→ **Do this**
Copy out all the records below, swapping "Would you be so kind as to" for "Please" wherever it appears and leaving every other character unchanged.

→ **Information shown**

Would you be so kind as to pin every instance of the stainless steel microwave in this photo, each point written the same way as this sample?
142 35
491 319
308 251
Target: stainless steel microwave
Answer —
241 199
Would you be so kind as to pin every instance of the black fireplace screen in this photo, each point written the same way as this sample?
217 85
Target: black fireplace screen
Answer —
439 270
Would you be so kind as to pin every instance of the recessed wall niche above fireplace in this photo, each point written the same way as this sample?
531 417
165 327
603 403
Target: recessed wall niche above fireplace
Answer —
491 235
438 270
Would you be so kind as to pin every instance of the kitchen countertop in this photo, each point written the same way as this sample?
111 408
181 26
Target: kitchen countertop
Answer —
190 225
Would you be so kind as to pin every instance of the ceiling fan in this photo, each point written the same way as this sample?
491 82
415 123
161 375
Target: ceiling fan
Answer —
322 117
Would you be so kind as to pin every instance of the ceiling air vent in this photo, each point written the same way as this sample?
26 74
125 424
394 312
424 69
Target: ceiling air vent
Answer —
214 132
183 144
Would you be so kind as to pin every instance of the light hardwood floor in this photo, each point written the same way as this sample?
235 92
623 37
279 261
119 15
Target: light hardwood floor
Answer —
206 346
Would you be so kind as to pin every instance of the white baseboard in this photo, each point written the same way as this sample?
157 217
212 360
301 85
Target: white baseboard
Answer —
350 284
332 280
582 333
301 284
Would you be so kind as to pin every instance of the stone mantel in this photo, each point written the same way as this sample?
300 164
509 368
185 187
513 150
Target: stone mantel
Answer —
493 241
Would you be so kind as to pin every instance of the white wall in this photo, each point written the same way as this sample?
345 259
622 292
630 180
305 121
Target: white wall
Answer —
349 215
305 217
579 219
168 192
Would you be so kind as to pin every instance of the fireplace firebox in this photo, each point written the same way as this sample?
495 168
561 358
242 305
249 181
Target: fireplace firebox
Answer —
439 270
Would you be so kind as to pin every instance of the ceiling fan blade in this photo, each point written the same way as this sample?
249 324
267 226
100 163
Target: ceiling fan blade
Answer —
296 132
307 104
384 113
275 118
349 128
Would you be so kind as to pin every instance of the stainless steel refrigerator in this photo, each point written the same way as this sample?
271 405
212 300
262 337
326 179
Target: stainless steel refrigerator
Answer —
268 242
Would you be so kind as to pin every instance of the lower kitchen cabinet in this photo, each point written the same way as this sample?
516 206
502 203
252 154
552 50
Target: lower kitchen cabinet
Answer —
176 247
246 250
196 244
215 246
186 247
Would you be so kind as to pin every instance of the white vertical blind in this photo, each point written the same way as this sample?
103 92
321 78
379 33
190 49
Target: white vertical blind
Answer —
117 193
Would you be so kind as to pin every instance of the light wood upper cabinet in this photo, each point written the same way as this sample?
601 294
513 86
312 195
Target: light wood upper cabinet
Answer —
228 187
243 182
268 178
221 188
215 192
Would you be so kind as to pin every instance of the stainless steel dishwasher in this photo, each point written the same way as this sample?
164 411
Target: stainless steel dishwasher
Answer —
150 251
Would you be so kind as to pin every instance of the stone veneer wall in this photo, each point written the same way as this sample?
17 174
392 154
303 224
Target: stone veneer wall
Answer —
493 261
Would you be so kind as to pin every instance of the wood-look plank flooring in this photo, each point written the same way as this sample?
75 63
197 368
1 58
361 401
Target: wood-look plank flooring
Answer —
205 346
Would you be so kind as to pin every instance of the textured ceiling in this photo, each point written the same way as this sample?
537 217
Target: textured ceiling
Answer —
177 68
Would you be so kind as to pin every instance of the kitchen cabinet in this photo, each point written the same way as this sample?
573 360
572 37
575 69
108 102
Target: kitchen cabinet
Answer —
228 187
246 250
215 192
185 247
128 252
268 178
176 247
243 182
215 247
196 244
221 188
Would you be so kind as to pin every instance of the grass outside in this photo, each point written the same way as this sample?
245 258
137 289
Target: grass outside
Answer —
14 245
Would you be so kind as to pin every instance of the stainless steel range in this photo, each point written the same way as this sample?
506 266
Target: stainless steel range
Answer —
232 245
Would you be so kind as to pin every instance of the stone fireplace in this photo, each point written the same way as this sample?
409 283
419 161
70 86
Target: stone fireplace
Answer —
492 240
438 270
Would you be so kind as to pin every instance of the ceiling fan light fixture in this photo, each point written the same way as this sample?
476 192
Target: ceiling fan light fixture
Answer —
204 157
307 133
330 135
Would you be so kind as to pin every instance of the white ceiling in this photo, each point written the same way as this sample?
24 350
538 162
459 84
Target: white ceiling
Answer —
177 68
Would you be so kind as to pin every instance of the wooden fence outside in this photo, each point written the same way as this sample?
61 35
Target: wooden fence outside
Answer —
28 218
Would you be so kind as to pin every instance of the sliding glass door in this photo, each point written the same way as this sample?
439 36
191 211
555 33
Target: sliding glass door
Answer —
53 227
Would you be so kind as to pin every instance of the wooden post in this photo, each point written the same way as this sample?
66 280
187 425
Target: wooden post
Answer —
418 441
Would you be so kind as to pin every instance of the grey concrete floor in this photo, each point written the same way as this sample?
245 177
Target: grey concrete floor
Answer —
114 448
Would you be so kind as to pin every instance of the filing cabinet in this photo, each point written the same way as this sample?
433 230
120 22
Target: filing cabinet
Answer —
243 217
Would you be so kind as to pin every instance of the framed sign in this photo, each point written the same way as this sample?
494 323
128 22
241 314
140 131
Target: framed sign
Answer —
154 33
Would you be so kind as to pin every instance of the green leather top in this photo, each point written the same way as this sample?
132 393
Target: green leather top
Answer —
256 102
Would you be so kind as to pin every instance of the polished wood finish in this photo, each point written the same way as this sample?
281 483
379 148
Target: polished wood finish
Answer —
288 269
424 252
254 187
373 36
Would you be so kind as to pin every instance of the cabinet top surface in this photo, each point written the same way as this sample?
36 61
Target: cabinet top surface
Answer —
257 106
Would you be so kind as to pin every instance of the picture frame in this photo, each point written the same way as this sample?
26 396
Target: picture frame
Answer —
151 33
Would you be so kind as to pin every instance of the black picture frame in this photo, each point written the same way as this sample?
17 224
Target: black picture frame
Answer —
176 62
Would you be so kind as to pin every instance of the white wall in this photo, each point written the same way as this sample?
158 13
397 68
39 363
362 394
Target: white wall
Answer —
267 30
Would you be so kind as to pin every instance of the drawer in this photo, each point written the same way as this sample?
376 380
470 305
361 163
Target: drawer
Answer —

→ **Written answer**
Please pin every instance of the stainless steel microwave in this photo, each point written the same way as this sample?
142 35
491 319
308 251
Target: stainless steel microwave
Answer —
241 199
Please pin every instance of the black fireplace screen in this photo, each point written the same way as this sample?
217 85
Target: black fireplace screen
Answer —
439 270
Please pin every instance of the recessed wall niche above fireplace in this photo, each point written the same way as this sample?
531 417
165 327
603 403
Target: recessed wall niche above fireplace
Answer —
491 235
438 270
Please pin every instance of the kitchen countertop in this photo, each point written the same way as this sample?
111 408
181 26
Target: kitchen countertop
Answer —
190 225
Please pin every instance of the ceiling fan in this photo, each point written the same way as this sample?
491 82
415 123
161 375
Target: ceiling fan
Answer —
322 117
Please pin every instance of the ceiling air vent in this photo, each point written the same way as this sample?
26 74
125 424
394 312
424 69
Target: ceiling air vent
Answer —
214 132
183 144
Please pin every instance of the light hardwood floor in this photo, each point written the same way as this sample?
235 92
623 37
279 261
119 15
Target: light hardwood floor
Answer —
206 346
Please pin every instance of the white baseboard in this photo, each point written the same way as this sample?
157 217
212 360
301 85
Target: white baseboard
Answer —
350 284
332 280
582 333
301 284
Please pin every instance of the stone mantel in this photo, each point written the same way as this sample?
300 164
509 368
185 187
513 150
Target: stone mantel
Answer —
493 241
Please pin every instance of the white wall in this photo, each point written the same way as this sample?
345 259
622 292
630 180
305 121
Target: white wall
Answer —
349 215
305 217
579 219
168 192
Please pin every instance of the fireplace firebox in this photo, each point written the same way as this sample?
495 168
561 358
242 305
249 181
Target: fireplace firebox
Answer —
439 270
Please pin every instance of the ceiling fan blade in this photo, each point written the same way as this sample?
249 324
267 226
100 163
Target: ceiling fan blade
Answer —
296 132
307 104
384 113
275 118
349 128
Please pin every instance of the stainless steel refrigerator in this photo, each point written the same way as this sample?
271 405
212 300
262 337
326 179
Target: stainless steel refrigerator
Answer —
268 242
Please pin every instance of the lower kitchen cabinet in this photo, each point written the same way as this sample?
516 206
502 203
252 154
552 50
Target: lower kitchen cabinet
Answer —
176 247
246 250
196 244
215 246
186 247
Please pin every instance of the white vertical blind in this photo, each point written the same way as this sample?
103 92
321 78
379 33
190 49
Target: white vertical blind
Answer —
117 193
Please pin every instance of the light wood upper cabinet in this photo, each point written the same way as this sample?
601 294
513 86
312 195
Target: light wood upper cabinet
Answer —
228 187
243 182
268 178
221 188
215 192
Please pin every instance of the stainless steel dishwasher in this photo, each point written the same way as this sample?
164 411
Target: stainless steel dishwasher
Answer —
150 251
Please pin every instance of the stone veneer wall in this photo, each point written the same way as this sample?
17 174
392 154
303 224
Target: stone veneer wall
Answer —
493 261
Please pin every instance of the wood-look plank flooring in this photo, each point written the same way as this sample?
75 63
197 368
1 58
361 401
Target: wood-look plank flooring
Answer —
205 346
Please pin every instance of the textured ceiling in this photo, each point written the same way as this sample?
537 217
Target: textured ceiling
Answer —
177 68
Please pin every instance of the kitchen cabinet in this photo, each point written the same way as this sample?
573 360
572 37
575 69
108 102
Target: kitchen cabinet
Answer —
228 187
246 250
215 192
185 247
128 252
268 178
176 247
243 182
215 247
196 244
221 188
Please pin every instance of the grass outside in this photo, each point written the same way as this sample?
245 258
137 289
Target: grass outside
Answer —
14 245
Please pin every instance of the stainless steel range in this photo, each point written the same way as this sample?
506 266
Target: stainless steel range
Answer —
232 245
Please pin every instance of the stone fireplace in this photo, each point written the same way as this sample?
409 283
419 161
70 86
Target: stone fireplace
Answer —
492 240
438 270
Please pin every instance of the ceiling fan light fixture in this photo, each point written the same way as this sample?
476 192
Target: ceiling fan light fixture
Answer —
204 157
307 133
330 135
Please pin every instance of the white ceiling in this photo, each point written the same way as this sample?
24 350
538 162
459 84
Target: white ceiling
Answer —
177 68
Please pin every instance of the wooden fence outside in this photo, each point written the same way as this sample?
61 35
Target: wooden fence outside
Answer —
28 218
Please pin every instance of the sliding glass door in this photo, each point written the same way as this sample?
439 36
191 211
555 33
Target: sliding glass door
Answer —
53 227
Please pin every instance of the wooden post in this photo, each point written the same way as this sample?
66 280
187 425
Target: wooden post
Answer —
418 441
Please pin every instance of the grey concrete floor in this photo, each point written the same way as this sample?
245 177
Target: grey concrete floor
Answer —
114 448
Please pin every instance of the filing cabinet in this photo, each point written the same way as this sample?
433 230
120 22
Target: filing cabinet
Answer —
243 217
Please pin every instance of the framed sign in this photo, each point written the same way as this sample?
494 323
128 22
241 314
140 131
Target: framed sign
Answer —
154 33
Please pin every instance of the green leather top in this photo, each point written the same way as this sample?
132 393
Target: green leather top
Answer —
256 102
Please pin every instance of the polished wood finish in this photo, each point written the same way as this sample?
281 483
379 148
Target: polished wood finish
Answer —
288 269
424 252
254 187
373 36
Please pin every instance of the cabinet top surface in this photo, each point written the same way as this sample?
36 61
Target: cabinet top surface
Answer —
257 106
Please pin every instance of the picture frame in this photo, each point written the same way as this sample?
26 396
Target: picture frame
Answer —
151 33
Please pin every instance of the black picture frame in this photo, each point written the same way as this sample?
17 224
Target: black picture frame
Answer —
176 62
Please pin every instance of the white wall in this photo, each point written the same way as this sample?
158 13
397 68
39 363
362 394
Target: white wall
Answer —
267 30
Please pin every instance of the drawer in this photo, each point written the same way as this sample?
376 380
470 305
361 163
Target: drawer
Answer —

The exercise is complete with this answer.